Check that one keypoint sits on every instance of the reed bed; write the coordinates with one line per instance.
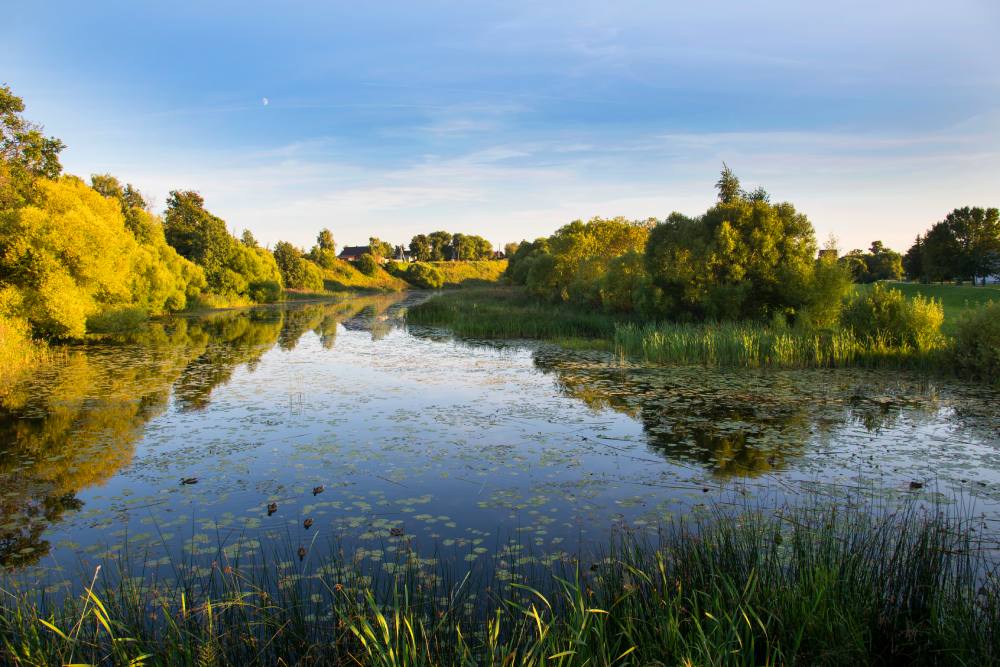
(506, 313)
(749, 345)
(813, 585)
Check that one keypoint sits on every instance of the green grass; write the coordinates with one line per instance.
(955, 299)
(816, 585)
(505, 312)
(470, 274)
(748, 345)
(344, 277)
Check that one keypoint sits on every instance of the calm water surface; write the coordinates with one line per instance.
(451, 446)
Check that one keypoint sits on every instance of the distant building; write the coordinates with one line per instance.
(352, 253)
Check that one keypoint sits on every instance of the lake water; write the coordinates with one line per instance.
(452, 446)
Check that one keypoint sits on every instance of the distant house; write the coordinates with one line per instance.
(352, 253)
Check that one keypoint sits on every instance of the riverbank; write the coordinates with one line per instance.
(811, 585)
(512, 313)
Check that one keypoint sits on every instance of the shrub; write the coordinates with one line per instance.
(887, 315)
(367, 264)
(976, 349)
(265, 291)
(424, 276)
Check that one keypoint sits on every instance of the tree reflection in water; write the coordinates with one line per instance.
(75, 423)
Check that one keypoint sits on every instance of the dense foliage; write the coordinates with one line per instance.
(963, 246)
(879, 263)
(69, 257)
(744, 258)
(885, 314)
(441, 246)
(976, 348)
(296, 270)
(232, 268)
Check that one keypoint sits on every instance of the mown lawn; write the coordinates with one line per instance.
(955, 299)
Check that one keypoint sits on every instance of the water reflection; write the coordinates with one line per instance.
(751, 423)
(75, 423)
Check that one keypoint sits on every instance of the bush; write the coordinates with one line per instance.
(367, 264)
(887, 315)
(424, 276)
(976, 349)
(265, 291)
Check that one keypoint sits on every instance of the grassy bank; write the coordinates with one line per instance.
(956, 300)
(746, 345)
(809, 586)
(511, 313)
(503, 312)
(470, 274)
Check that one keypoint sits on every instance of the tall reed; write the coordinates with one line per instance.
(814, 585)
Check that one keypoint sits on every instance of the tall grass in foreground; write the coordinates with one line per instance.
(808, 586)
(754, 346)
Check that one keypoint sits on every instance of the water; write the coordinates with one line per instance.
(452, 446)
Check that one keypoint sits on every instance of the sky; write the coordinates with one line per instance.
(510, 119)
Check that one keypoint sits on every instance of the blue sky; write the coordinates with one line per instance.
(510, 119)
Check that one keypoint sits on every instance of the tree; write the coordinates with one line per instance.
(965, 245)
(742, 259)
(231, 268)
(69, 258)
(440, 246)
(883, 263)
(913, 261)
(977, 233)
(379, 249)
(324, 240)
(297, 271)
(728, 185)
(420, 248)
(26, 154)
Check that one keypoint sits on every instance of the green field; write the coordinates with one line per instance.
(955, 299)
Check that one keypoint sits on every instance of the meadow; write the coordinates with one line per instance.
(955, 299)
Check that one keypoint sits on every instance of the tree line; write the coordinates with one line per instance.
(79, 257)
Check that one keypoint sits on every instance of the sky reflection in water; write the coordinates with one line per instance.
(456, 444)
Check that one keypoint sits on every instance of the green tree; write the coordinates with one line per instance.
(248, 239)
(297, 271)
(913, 261)
(883, 263)
(440, 246)
(743, 259)
(379, 249)
(324, 240)
(420, 248)
(977, 234)
(231, 268)
(26, 154)
(728, 185)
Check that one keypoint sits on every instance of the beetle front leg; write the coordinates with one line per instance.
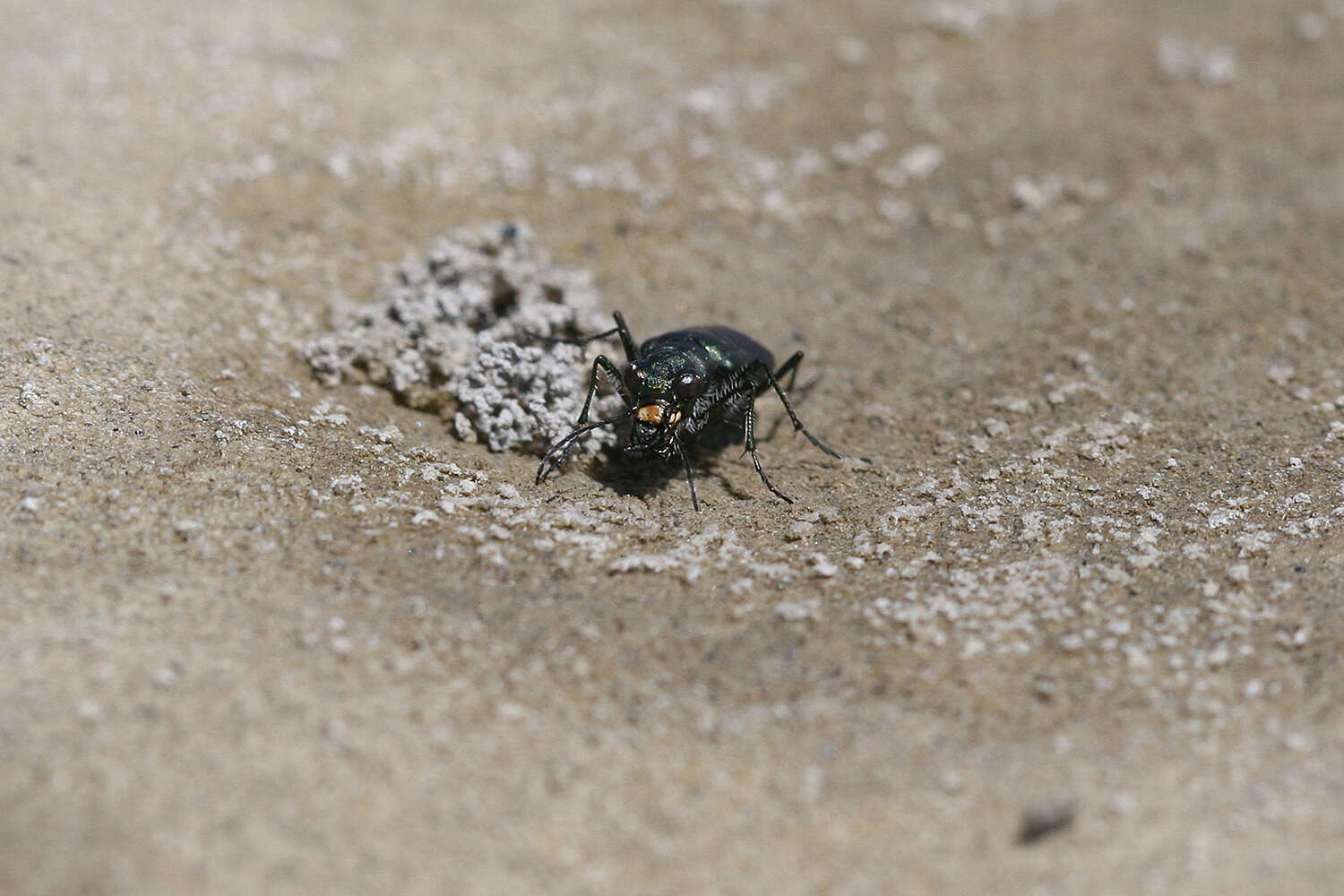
(556, 452)
(773, 378)
(749, 433)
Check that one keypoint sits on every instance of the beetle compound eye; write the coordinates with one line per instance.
(688, 386)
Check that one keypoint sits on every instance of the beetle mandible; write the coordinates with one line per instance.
(675, 386)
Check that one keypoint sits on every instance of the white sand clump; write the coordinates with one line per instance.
(449, 335)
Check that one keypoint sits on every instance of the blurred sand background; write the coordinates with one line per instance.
(1069, 273)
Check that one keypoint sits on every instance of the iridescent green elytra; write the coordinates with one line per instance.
(676, 384)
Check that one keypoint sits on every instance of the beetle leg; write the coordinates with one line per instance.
(690, 476)
(556, 452)
(749, 433)
(774, 383)
(626, 340)
(621, 331)
(613, 375)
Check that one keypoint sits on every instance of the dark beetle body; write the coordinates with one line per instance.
(677, 384)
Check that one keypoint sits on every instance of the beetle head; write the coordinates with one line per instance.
(664, 395)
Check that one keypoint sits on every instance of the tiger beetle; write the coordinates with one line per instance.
(677, 384)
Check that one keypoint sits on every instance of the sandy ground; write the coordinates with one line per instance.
(1069, 274)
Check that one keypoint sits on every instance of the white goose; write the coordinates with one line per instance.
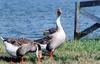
(18, 47)
(55, 37)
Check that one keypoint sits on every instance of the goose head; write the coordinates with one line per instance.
(58, 24)
(59, 12)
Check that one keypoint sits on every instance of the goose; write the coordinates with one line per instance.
(54, 38)
(18, 47)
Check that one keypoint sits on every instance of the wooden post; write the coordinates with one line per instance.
(78, 6)
(76, 22)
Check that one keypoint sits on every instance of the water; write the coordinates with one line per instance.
(29, 18)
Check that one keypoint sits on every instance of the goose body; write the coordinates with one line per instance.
(11, 49)
(55, 36)
(18, 47)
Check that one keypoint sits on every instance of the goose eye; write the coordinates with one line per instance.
(13, 42)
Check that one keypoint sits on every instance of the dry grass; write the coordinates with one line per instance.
(72, 52)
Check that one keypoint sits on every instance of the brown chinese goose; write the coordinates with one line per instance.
(55, 37)
(18, 47)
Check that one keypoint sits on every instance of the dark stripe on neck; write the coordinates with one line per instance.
(39, 47)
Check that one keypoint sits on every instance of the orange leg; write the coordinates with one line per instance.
(39, 57)
(12, 62)
(22, 61)
(52, 55)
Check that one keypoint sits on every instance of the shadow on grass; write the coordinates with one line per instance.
(16, 60)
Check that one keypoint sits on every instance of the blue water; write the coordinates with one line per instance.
(29, 18)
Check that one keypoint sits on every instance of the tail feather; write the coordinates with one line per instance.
(2, 38)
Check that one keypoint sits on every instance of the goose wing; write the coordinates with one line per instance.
(44, 40)
(50, 31)
(17, 41)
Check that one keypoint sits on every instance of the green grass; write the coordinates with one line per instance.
(71, 52)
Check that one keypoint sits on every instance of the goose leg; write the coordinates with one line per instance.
(52, 55)
(22, 60)
(39, 57)
(12, 62)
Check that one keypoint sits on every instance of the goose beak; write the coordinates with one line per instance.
(59, 12)
(46, 32)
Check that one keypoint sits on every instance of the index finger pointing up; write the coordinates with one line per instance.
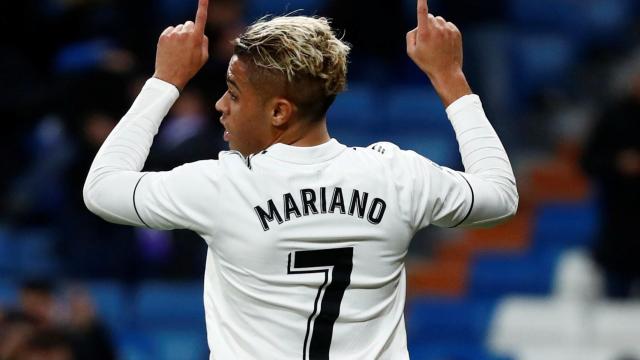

──────────────────────────────

→ **INSTRUCTIONS FOR THE TASK**: Please rewrite all the records above, changing "keypoint" to "marker" and keeping everything else the same, but leave out the pictures.

→ **RESULT**:
Check that one marker sits on every instance of the reed bed; write the coordinates with one line per instance.
(506, 313)
(749, 345)
(813, 585)
Check that one marker sits on every instance of the green grass; write the coordinates with one line per instance.
(955, 299)
(816, 585)
(505, 312)
(470, 274)
(748, 345)
(344, 277)
Check that one marker sits on every instance of the calm water surface; write the coordinates with one line per instance.
(451, 446)
Check that one marker sits on every instance of the distant building; write the coordinates with one line per instance.
(352, 253)
Check that one marker sits on every instance of the lake water; write the coordinates with one line per instance.
(452, 446)
Check that one marker sits on every instance of the distant house; write the coordinates with one line per instance.
(352, 253)
Check that one marker sits on every instance of the riverbank; write the coordinates with one line per instance.
(811, 585)
(512, 313)
Check that one marker sits on every instance of the shrub; write the coordinates with one line per instance.
(887, 315)
(367, 264)
(976, 349)
(265, 291)
(424, 276)
Check that one marker sits on every instance of the tree reflection in water; write the coordinates with one line per instance.
(75, 423)
Check that one marker sits on every instance of the dense foliage; write the coordinates with one line per instance.
(963, 246)
(879, 263)
(69, 257)
(744, 258)
(885, 314)
(441, 246)
(976, 348)
(296, 270)
(232, 268)
Check that one marker sits on every instance of the mown lawn; write the coordinates with one line per instance.
(955, 299)
Check that one marker sits on every instance of the water reflection; write the coordinates with one line per instance.
(751, 423)
(75, 423)
Check that one marker sits on every instance of the bush; write the coordinates with one line per instance.
(367, 264)
(887, 315)
(424, 276)
(976, 349)
(265, 291)
Check that one marker sits on every instance of the grassy bank; write the coordinates with one line per instance.
(956, 300)
(746, 345)
(809, 586)
(511, 313)
(503, 312)
(470, 274)
Check that one marker sits on every instance of the tall reed; write the coordinates with one line per instance.
(814, 585)
Check that one marker sits on every instance of the tall grass in foreground; write the coordinates with one line per instance.
(808, 586)
(754, 346)
Check that one marker sits on every instance of the water; write the coordinates with one line per instance.
(452, 446)
Check that one marker sits on every instance of the sky; write the coordinates with one line per instance.
(510, 119)
Check that one marker sits on every instance of the blue sky; write the coordinates with one line per instance.
(510, 119)
Check that one marker sits on every instance of the tree; write the coordinates with one line per instance.
(965, 245)
(742, 259)
(231, 268)
(69, 258)
(440, 246)
(883, 263)
(913, 261)
(977, 233)
(379, 249)
(324, 240)
(297, 271)
(728, 185)
(420, 248)
(26, 154)
Check that one marker sits on every instance of the green field; write the coordinates with one line per instance.
(955, 299)
Check that one marker sits on every instance of the meadow; write the coordinates with one line per instance.
(955, 299)
Check that one marker sits on every instance of the tree line; write the coordinates with one line per instance.
(79, 257)
Check that one marker sits on every instance of the sky reflection in water; write the coordinates with one line per instance.
(456, 444)
Check that one marker sits on every instance of the green tree; write the coordinates with one line per instance.
(248, 239)
(297, 271)
(913, 261)
(883, 263)
(440, 246)
(743, 259)
(379, 249)
(324, 240)
(420, 248)
(977, 234)
(231, 268)
(26, 154)
(728, 185)
Check that one marker sits on every instance of the beetle front leg; write the coordinates with one line per instance.
(556, 452)
(773, 378)
(749, 433)
Check that one marker sits on every instance of the beetle compound eye; write the coordinates with one line per instance.
(688, 386)
Check that one marker sits on every instance of the beetle mandible; write the coordinates with one line per instance.
(675, 386)
Check that one marker sits on every instance of the white sand clump; write the coordinates with one line per instance.
(449, 335)
Check that one marker sits on every instance of the blurred sand background; write the coordinates with one line per instance.
(1069, 273)
Check that one marker sits on every instance of the iridescent green elytra; write the coordinates with one line per instance.
(676, 384)
Check that one marker sits on every instance of the beetle leg; write the coordinates with one line per instance.
(690, 476)
(556, 452)
(749, 433)
(774, 383)
(626, 340)
(621, 331)
(613, 375)
Check that one marker sits on every instance of the dark beetle body; write the coordinates with one line per instance.
(677, 384)
Check that one marker sits on every instance of the beetle head; write the coordinates with one line per instance.
(664, 395)
Check that one marker sits on every instance of the tiger beetle; write the coordinates with one line per instance.
(677, 384)
Check that one marker sits on every instance of the sandy ground; write the coordinates with one line per instance.
(1069, 274)
Check that one marker sits on every instance of the white goose; write the coordinates with one line per instance.
(18, 47)
(55, 37)
Check that one marker sits on every instance of the goose head; write the coordinates with one line per instance.
(58, 24)
(59, 12)
Check that one marker sits on every instance of the goose; write the coordinates with one line per instance.
(54, 38)
(18, 47)
Check that one marker sits on every instance of the wooden post; write the coordinates with one line per instance.
(78, 6)
(76, 22)
Check that one marker sits on every instance of the water; write the coordinates with one line per instance.
(29, 18)
Check that one marker sits on every instance of the goose body; write the coordinates with one line per instance.
(11, 49)
(55, 36)
(18, 47)
Check that one marker sits on every instance of the goose eye; write the coordinates with one line per instance.
(13, 42)
Check that one marker sits on every instance of the dry grass; write the coordinates with one line per instance.
(72, 52)
Check that one marker sits on every instance of the brown chinese goose; write the coordinates with one line per instance.
(55, 37)
(18, 47)
Check that one marker sits on every instance of the dark stripe on neck; write the coordinates with one line per instance.
(39, 47)
Check that one marker sits on every instance of the orange leg; write the coordinates with one line per instance.
(39, 57)
(12, 62)
(22, 61)
(52, 55)
Check that one marker sits on every instance of the shadow on grass; write the coordinates with one line per instance.
(16, 60)
Check that one marker sits on every instance of the blue water; write the coordinates with one line per instance.
(29, 18)
Check that one marker sits on every instance of the tail feather; write the coordinates with one line per instance.
(2, 38)
Check that one marker sits on every instance of the goose wing; write the coordinates with one line per instance.
(44, 40)
(50, 31)
(17, 41)
Check that one marker sits on every instance of the green grass; write the coordinates with one line per instance.
(71, 52)
Check that one marker sits on every instance of the goose leg; write the coordinates with one line per instance.
(52, 55)
(22, 60)
(39, 57)
(12, 62)
Check that one marker sits on every instance of the goose beak; write the coordinates with one line per instance.
(59, 12)
(46, 32)
Check that one marker sits on every instance of the index finger pointing up; write the coordinates with one line per instance.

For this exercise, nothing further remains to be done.